**ACTIVITY:** A full, exact copy of the records below is the required answer.

---+---

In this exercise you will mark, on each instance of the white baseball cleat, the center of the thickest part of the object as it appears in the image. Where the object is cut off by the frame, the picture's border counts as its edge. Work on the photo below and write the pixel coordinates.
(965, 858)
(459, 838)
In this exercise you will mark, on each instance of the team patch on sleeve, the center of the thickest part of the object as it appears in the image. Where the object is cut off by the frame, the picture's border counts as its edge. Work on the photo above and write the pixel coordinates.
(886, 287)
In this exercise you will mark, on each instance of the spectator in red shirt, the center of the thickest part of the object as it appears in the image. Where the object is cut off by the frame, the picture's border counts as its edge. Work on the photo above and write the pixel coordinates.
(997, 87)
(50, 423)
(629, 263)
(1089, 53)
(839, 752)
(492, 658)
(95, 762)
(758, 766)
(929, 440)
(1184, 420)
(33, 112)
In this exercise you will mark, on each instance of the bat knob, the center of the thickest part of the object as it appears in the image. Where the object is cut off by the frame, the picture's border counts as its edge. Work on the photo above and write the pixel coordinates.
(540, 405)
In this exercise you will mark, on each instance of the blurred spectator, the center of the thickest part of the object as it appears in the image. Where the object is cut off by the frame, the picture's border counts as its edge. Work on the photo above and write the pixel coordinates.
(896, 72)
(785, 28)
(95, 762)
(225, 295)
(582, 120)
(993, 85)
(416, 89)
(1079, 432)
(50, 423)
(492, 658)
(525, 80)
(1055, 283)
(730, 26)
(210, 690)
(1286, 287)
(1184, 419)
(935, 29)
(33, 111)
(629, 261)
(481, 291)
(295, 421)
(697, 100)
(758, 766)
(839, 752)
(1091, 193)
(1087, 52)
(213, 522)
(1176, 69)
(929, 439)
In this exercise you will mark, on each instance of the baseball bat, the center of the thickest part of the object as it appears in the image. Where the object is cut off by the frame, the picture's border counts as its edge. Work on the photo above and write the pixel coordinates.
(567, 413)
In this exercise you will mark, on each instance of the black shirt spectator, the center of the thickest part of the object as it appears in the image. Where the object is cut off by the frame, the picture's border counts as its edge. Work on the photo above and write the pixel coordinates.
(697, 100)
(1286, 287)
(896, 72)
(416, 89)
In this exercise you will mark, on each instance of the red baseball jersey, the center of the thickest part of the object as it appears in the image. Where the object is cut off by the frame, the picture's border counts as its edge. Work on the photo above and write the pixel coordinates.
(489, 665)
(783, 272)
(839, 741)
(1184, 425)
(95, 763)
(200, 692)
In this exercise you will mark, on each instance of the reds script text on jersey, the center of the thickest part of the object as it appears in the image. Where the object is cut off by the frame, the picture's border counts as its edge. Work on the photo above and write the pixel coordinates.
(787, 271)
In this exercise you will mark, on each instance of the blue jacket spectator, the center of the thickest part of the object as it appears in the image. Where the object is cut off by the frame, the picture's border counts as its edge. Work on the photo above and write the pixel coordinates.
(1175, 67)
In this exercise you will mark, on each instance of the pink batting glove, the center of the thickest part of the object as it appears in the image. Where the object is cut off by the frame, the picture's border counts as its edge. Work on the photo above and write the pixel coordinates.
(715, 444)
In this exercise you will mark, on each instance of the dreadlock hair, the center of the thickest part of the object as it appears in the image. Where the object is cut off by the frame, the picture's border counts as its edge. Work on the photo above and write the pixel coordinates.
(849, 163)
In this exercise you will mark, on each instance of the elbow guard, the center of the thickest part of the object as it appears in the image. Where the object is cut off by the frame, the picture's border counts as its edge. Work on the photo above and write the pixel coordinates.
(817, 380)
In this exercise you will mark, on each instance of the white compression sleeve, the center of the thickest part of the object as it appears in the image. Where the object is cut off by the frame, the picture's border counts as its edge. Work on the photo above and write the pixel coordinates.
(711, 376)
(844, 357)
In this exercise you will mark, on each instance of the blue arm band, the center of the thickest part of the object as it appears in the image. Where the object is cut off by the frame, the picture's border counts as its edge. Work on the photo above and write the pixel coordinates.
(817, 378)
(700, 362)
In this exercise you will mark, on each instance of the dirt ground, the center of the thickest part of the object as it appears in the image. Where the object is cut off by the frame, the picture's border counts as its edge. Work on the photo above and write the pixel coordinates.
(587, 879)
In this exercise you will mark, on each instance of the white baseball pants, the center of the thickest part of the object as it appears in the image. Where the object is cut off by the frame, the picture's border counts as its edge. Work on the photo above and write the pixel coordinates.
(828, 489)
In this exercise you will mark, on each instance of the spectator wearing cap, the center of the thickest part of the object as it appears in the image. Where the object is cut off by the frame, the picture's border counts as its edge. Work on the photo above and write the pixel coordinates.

---+---

**FINAL ANSWER:**
In this exercise you will mark, on each instance of the white baseball cleat, the center of the thickest part of the object as it appears in the image. Where the object is cut off by the frame, the picture's border counts as its edge. Work on the photo below and write the pixel coordinates.
(965, 858)
(459, 838)
In this exercise you will mark, on each instance of the team patch on sleeve, the center of the thickest part of the object as it appears in the image. Where the object is cut off by the frame, the picture's border counts as its edge. Work on the photo above and write the pixel coordinates.
(886, 287)
In this exercise you will mark, on each instance of the spectator in red shirt, the center of the thickest part of the object as it appears in the image. Where the object is cut off by the frame, the picture's border counts as its edge. Work on the photo above and write the pixel coordinates.
(997, 87)
(50, 423)
(629, 263)
(1089, 53)
(839, 752)
(492, 658)
(95, 762)
(758, 766)
(929, 440)
(1184, 420)
(33, 112)
In this exercise you will mark, on each instance of the bat knob, the center of the thickest part of the object as it appears in the image. Where the object is cut off by the frame, the picture's border counts as its edge. Work on the photo above and write the pixel coordinates.
(540, 405)
In this exercise you will mark, on each instance of the blurred spectator, the center of the thickest part of the object as it appears in the image. Where the object is cut off by the frame, the picture's border counts as its edge. Work on the photo above and write the pixel coordinates.
(896, 72)
(785, 28)
(95, 762)
(225, 295)
(582, 120)
(993, 85)
(416, 89)
(1079, 432)
(50, 423)
(492, 658)
(525, 80)
(1055, 283)
(730, 26)
(210, 690)
(1286, 287)
(1184, 419)
(935, 29)
(33, 111)
(629, 261)
(481, 291)
(295, 421)
(697, 100)
(758, 766)
(839, 752)
(1091, 193)
(1087, 52)
(213, 522)
(1176, 69)
(929, 439)
In this exercise you will mark, on each instance of the baseball bat, the center of the thickest part of the object as it appears in the image. Where the object is cut off by the frame, the picture's border counts as its edge. Work on the photo above and write the pixel coordinates.
(567, 413)
In this exercise you will mark, on each instance of the black shirt spectator, the center of the thickest part of the object as it appears in the image. Where the object is cut off by the frame, the picture's border counts as its edge. Work on the photo above and write the pixel coordinates.
(697, 100)
(1286, 287)
(896, 72)
(416, 89)
In this exercise you will mark, on each instance of the red baseball jersey, the center of the thickest part of the object as it appears in the image. Where the object is cut off by the frame, the picture's border counts as its edge. Work on the photo above and write the pixel coordinates.
(489, 665)
(783, 272)
(839, 741)
(1184, 425)
(95, 763)
(200, 692)
In this exercise you will mark, on each instance of the reds script text on jersey, the center of the thickest part of the object as it appears in the image. Where the object is cut off by the frame, the picture's border counts as its edge. Work on the photo above and write the pixel coordinates.
(787, 271)
In this exercise you will mark, on each instance of the blue jacket spectator, the center of the thickest part of the object as it appears in the image. Where the object is cut off by the frame, the picture's border counts as its edge. Work on the photo above and write the pixel coordinates.
(1175, 67)
In this exercise you will mark, on each instance of the pink batting glove, the center of the thickest part of the object as it appears in the image. Where the object is cut off by the frame, the picture's border counts as its edge. Work on the photo above and write the pixel coordinates.
(715, 444)
In this exercise you will mark, on each instance of the dreadlock hair, the center of the thickest part of the object as it appears in the image. Where the object is cut off by the frame, the picture's border counts as its edge. Work on the photo above and write the pixel coordinates.
(849, 163)
In this exercise you will mark, on each instance of the elbow guard, the center of the thickest part of the object as it appears in the image. Where the object is cut off by the frame, the picture's border counts as its edge. Work on the photo above and write the pixel coordinates.
(817, 380)
In this exercise you will mark, on each instance of the white compression sleeve, the center of the thickest part of the object as it appears in the image. Where the object is cut off by the frame, the picture's border counts as its edge. Work on the photo above and write the pixel coordinates.
(711, 376)
(844, 357)
In this exercise you will mark, on each instance of the blue arm band, the center of the thickest part of the object as it appears in the image. Where the object is cut off by the frame, the picture's border counts as its edge. Work on the photo above and write the pixel coordinates.
(817, 378)
(700, 362)
In this exercise you will mark, on each instance of the dirt ground, the center of the thickest part of the object as it appears in the image. Where the object is cut off by the frame, the picture's border counts as its edge. Work on the photo above and write the pixel coordinates.
(587, 879)
In this exercise you will mark, on each instance of the white baseball pants, the center of the thickest part of the object as it appears in the image. Where the object is cut off by the frame, the picture's border counts as its edge. Work on the photo above and write the pixel coordinates.
(828, 489)
In this exercise you will mark, on each instance of the spectator wearing cap, the center of the thickest part of the object as it appears in the image. Where the object is cut off by the frame, the picture's border counts as its edge. Work on the photo above and write the pixel coordinates.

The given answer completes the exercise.